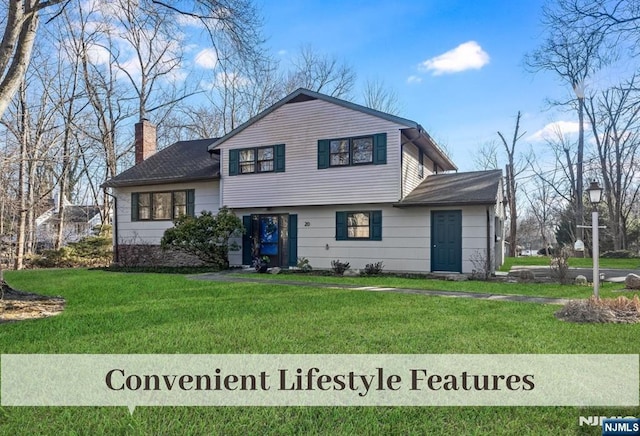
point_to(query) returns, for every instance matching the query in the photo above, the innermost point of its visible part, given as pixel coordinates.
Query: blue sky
(476, 82)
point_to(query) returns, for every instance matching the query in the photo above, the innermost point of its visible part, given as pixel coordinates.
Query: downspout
(489, 265)
(116, 246)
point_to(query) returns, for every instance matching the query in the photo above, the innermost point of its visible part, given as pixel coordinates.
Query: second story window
(351, 151)
(162, 206)
(247, 161)
(253, 160)
(359, 150)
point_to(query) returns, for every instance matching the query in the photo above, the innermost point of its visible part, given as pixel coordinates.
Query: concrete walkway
(225, 277)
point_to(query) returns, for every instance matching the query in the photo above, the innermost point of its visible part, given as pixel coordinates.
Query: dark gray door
(446, 240)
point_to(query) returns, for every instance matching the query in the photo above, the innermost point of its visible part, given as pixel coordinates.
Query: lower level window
(358, 225)
(161, 206)
(363, 225)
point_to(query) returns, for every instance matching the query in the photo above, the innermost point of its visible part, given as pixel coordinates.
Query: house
(321, 178)
(79, 222)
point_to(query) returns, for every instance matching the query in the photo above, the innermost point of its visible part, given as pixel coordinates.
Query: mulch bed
(17, 305)
(604, 310)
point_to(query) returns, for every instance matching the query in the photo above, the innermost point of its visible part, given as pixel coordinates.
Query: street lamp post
(595, 195)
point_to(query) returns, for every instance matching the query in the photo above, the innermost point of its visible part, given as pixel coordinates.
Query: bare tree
(20, 27)
(614, 116)
(542, 208)
(320, 73)
(486, 157)
(574, 54)
(377, 95)
(511, 173)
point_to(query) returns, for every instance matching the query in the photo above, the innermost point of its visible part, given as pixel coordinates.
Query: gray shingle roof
(76, 214)
(476, 187)
(183, 161)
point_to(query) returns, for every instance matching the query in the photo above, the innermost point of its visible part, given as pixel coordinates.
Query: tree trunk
(22, 172)
(579, 169)
(20, 33)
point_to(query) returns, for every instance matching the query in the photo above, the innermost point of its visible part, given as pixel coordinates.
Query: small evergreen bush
(338, 267)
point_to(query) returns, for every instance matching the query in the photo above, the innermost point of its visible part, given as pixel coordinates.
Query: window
(360, 150)
(247, 161)
(359, 225)
(339, 153)
(162, 206)
(257, 160)
(351, 151)
(265, 159)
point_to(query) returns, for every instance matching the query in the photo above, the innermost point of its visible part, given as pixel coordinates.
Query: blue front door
(446, 241)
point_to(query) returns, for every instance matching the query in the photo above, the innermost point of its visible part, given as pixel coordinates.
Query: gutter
(489, 263)
(116, 246)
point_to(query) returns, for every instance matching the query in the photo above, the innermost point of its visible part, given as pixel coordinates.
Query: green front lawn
(577, 262)
(152, 313)
(553, 290)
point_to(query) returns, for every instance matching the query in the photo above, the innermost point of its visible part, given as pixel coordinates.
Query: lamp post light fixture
(595, 196)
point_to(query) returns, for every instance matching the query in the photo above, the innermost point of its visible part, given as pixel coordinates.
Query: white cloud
(467, 56)
(207, 58)
(554, 130)
(98, 54)
(190, 21)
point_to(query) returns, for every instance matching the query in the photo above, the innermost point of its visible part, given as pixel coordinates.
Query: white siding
(207, 197)
(411, 168)
(299, 126)
(405, 244)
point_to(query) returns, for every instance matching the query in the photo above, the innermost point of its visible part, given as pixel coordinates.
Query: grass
(552, 290)
(111, 312)
(578, 262)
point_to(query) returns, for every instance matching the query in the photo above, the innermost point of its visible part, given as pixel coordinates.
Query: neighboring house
(325, 179)
(79, 222)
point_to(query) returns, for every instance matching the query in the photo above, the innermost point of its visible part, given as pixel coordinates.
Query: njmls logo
(598, 420)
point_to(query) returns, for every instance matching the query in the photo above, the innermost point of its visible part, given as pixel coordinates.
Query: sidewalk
(225, 277)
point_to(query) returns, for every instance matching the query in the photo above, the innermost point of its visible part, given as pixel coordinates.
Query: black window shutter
(279, 158)
(341, 226)
(191, 202)
(293, 239)
(380, 149)
(375, 226)
(323, 154)
(233, 162)
(247, 246)
(134, 206)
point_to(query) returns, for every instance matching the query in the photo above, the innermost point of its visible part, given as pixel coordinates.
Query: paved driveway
(610, 275)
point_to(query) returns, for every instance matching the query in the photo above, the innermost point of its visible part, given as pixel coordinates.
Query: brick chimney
(145, 140)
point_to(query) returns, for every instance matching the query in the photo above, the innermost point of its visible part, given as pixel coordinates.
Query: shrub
(303, 264)
(338, 267)
(616, 310)
(481, 265)
(560, 265)
(90, 251)
(619, 254)
(205, 236)
(549, 251)
(373, 269)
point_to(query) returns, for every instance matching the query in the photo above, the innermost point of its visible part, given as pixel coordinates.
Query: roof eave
(400, 204)
(402, 121)
(162, 181)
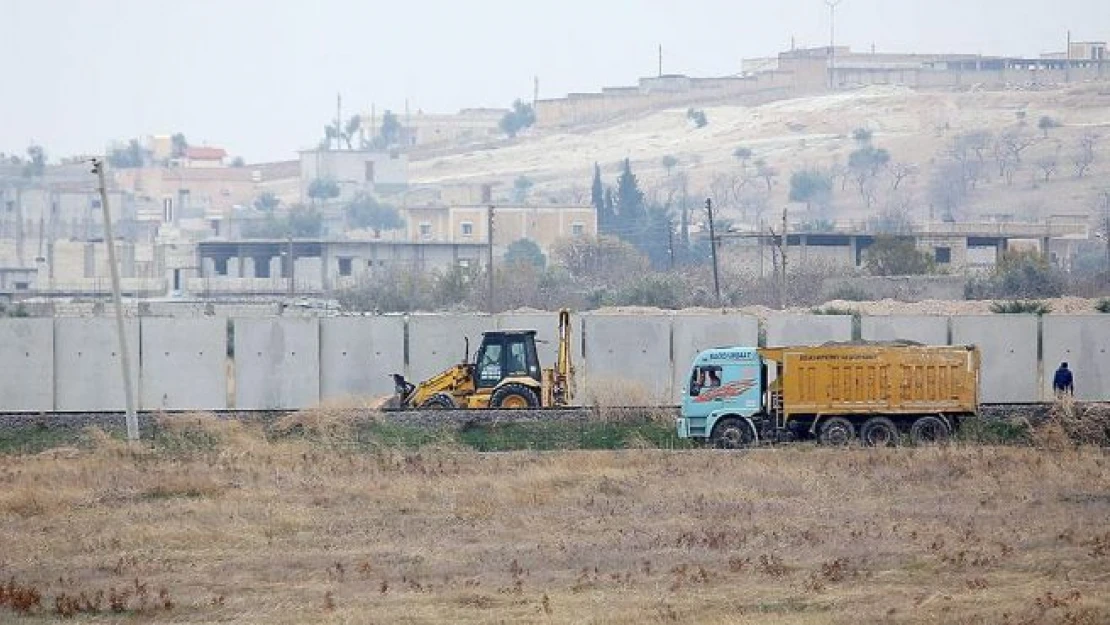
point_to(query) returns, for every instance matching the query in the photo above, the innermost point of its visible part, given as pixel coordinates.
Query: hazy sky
(260, 77)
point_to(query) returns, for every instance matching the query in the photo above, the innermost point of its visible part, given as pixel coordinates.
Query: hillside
(916, 128)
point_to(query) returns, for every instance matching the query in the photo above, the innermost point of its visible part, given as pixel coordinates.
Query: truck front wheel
(733, 434)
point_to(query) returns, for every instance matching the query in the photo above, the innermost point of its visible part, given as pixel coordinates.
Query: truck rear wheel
(879, 432)
(837, 431)
(733, 434)
(928, 431)
(514, 396)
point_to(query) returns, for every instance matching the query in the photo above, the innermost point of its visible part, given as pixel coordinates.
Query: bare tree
(900, 171)
(1085, 155)
(766, 172)
(1015, 141)
(1048, 165)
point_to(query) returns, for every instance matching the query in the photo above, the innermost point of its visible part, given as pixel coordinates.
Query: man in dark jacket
(1062, 382)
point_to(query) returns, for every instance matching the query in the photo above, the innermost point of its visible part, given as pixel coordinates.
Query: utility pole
(713, 250)
(292, 264)
(132, 421)
(833, 4)
(490, 262)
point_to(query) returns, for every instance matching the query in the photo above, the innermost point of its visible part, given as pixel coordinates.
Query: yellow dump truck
(836, 393)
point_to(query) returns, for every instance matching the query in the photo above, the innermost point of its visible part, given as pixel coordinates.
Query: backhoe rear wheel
(514, 396)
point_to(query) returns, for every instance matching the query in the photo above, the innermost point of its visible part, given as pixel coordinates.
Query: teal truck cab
(725, 386)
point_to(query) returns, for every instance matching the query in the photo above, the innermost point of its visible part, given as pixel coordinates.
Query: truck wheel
(441, 401)
(929, 430)
(879, 432)
(733, 434)
(837, 431)
(514, 396)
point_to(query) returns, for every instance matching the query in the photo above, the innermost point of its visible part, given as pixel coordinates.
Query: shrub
(1018, 306)
(1019, 275)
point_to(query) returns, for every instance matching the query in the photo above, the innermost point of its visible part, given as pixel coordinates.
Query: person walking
(1062, 382)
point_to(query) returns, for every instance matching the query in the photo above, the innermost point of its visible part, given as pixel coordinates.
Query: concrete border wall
(184, 363)
(922, 329)
(791, 330)
(1083, 343)
(87, 364)
(629, 351)
(276, 363)
(436, 341)
(27, 364)
(357, 355)
(1008, 345)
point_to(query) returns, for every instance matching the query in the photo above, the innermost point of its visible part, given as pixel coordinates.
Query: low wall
(72, 365)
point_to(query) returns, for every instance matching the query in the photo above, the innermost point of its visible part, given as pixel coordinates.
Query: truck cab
(726, 386)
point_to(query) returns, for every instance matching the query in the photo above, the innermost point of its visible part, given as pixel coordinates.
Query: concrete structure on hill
(817, 70)
(354, 170)
(958, 247)
(467, 223)
(263, 266)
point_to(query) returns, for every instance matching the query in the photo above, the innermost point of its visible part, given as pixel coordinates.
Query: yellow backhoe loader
(505, 374)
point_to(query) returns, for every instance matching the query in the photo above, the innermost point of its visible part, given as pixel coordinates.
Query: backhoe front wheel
(514, 396)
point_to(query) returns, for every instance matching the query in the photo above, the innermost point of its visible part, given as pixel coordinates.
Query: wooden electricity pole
(490, 262)
(132, 421)
(713, 250)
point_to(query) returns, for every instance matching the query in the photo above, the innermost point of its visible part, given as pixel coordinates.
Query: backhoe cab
(504, 374)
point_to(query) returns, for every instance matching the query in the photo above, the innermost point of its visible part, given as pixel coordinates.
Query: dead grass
(243, 530)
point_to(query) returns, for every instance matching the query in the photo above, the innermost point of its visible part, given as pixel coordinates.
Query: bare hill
(917, 128)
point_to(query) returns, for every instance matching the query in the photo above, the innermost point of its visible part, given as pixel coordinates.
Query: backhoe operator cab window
(707, 376)
(506, 356)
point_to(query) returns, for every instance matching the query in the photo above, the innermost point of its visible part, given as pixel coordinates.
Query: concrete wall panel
(87, 364)
(922, 329)
(436, 342)
(786, 330)
(357, 355)
(184, 363)
(693, 333)
(27, 364)
(276, 363)
(546, 326)
(1008, 344)
(1082, 342)
(635, 349)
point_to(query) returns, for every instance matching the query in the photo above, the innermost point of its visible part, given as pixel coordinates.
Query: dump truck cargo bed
(853, 380)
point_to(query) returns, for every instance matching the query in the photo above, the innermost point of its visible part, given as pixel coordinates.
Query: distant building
(545, 224)
(354, 170)
(203, 157)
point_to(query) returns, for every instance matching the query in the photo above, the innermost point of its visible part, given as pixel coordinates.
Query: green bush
(1018, 306)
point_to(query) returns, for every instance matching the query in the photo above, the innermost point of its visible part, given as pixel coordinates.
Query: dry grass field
(215, 523)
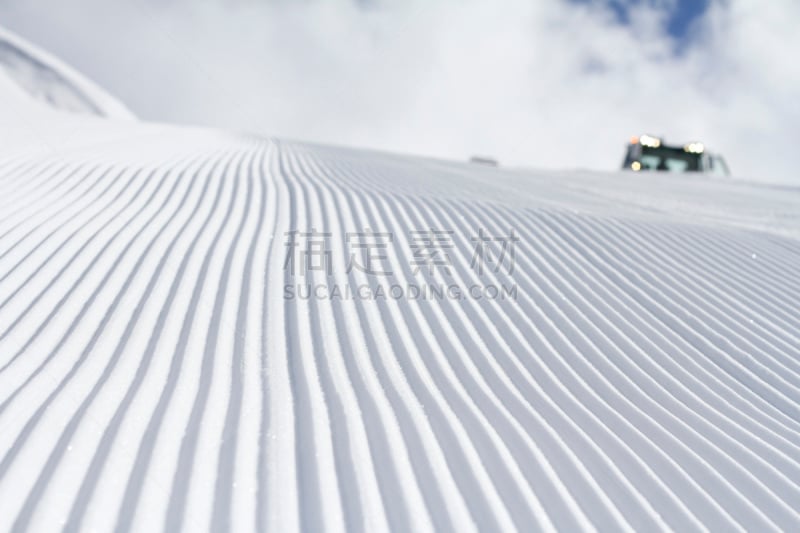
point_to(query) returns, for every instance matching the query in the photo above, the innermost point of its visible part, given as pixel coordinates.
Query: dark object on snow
(650, 153)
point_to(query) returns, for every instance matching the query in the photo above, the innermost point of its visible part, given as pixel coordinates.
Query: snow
(154, 376)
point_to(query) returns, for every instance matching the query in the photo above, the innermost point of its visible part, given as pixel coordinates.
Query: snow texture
(154, 376)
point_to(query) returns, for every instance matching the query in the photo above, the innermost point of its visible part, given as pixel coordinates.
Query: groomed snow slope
(154, 376)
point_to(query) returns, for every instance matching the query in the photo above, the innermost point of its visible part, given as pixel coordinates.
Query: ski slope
(159, 369)
(153, 376)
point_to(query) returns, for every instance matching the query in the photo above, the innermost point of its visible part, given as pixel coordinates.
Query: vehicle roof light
(694, 148)
(650, 141)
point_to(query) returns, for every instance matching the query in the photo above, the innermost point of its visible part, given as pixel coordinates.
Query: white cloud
(551, 84)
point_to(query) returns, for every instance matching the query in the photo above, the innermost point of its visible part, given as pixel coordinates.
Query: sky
(553, 84)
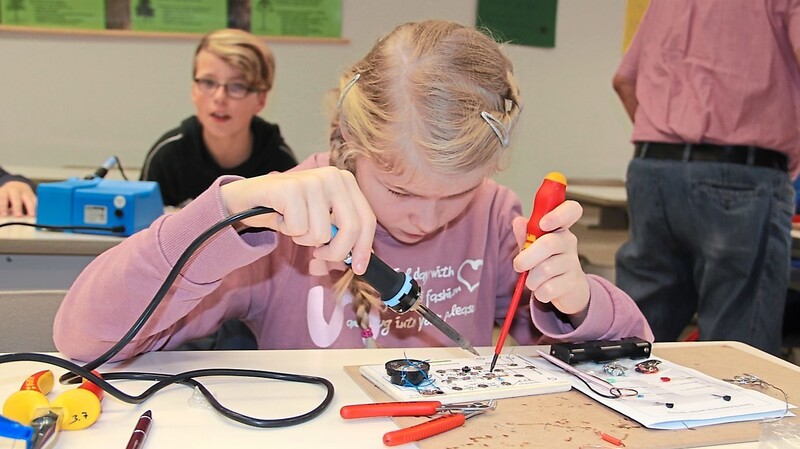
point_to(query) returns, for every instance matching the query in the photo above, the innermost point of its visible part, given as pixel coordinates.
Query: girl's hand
(555, 274)
(308, 202)
(17, 199)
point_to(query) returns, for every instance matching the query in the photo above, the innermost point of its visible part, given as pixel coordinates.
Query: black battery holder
(601, 350)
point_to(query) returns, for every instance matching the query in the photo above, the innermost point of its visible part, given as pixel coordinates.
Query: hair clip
(498, 127)
(346, 89)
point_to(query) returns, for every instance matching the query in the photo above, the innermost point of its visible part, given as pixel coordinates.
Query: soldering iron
(401, 293)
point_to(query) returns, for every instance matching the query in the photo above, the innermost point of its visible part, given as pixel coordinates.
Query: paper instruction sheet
(676, 397)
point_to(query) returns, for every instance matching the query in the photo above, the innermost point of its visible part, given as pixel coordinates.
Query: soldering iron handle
(397, 290)
(424, 430)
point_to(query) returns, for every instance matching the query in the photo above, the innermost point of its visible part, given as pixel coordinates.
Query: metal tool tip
(494, 362)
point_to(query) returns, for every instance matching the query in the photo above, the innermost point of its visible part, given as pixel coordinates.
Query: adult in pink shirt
(421, 124)
(713, 90)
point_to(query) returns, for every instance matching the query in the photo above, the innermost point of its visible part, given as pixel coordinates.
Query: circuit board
(469, 379)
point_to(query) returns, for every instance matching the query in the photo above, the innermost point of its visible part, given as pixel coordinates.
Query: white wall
(75, 100)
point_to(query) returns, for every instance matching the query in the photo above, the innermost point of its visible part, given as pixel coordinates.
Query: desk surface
(179, 421)
(51, 174)
(29, 240)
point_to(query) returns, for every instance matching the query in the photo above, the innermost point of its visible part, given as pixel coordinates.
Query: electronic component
(407, 371)
(601, 350)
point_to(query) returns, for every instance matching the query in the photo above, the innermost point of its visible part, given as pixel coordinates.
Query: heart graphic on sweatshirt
(470, 273)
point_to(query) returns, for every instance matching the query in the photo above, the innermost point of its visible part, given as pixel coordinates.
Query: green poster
(521, 22)
(82, 14)
(309, 18)
(186, 16)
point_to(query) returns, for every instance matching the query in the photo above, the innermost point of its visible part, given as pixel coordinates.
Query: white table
(180, 422)
(53, 174)
(32, 259)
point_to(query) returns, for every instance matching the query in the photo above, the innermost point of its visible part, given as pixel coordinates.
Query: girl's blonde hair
(436, 94)
(244, 51)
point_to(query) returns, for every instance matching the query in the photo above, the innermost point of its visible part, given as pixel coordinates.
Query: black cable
(77, 372)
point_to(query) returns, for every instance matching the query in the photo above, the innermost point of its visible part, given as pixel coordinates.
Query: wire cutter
(454, 415)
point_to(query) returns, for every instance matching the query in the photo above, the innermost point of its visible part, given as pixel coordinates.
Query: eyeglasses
(233, 90)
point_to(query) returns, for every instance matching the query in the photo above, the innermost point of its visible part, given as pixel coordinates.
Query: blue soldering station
(99, 206)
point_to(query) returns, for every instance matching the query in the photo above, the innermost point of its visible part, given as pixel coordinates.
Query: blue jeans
(711, 238)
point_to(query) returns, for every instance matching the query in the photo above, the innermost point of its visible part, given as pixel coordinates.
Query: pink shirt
(718, 71)
(465, 274)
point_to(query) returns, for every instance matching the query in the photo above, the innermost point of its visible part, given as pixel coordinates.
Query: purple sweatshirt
(465, 275)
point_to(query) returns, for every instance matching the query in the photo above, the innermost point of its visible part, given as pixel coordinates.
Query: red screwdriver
(551, 193)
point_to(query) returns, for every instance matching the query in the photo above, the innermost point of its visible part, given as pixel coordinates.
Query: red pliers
(455, 416)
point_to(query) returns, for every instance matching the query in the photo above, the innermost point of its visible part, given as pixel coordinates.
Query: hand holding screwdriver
(551, 193)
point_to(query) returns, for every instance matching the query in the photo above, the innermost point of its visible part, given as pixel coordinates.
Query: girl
(422, 122)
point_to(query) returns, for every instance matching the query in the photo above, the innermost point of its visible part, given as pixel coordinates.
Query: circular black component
(407, 371)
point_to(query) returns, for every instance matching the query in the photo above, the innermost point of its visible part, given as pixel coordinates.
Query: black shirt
(184, 168)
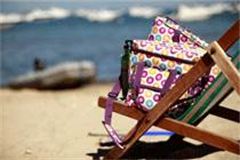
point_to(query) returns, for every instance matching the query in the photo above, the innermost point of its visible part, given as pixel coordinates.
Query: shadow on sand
(168, 150)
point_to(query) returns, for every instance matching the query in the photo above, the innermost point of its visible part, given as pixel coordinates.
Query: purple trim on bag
(138, 76)
(176, 36)
(178, 60)
(151, 88)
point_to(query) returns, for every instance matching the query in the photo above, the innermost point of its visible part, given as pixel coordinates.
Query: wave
(144, 12)
(200, 12)
(102, 15)
(35, 15)
(53, 13)
(183, 13)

============

* _Goal_
How many lines in the items above contain the string "yellow"? Case counts. Reply with the number alone.

* _In response_
2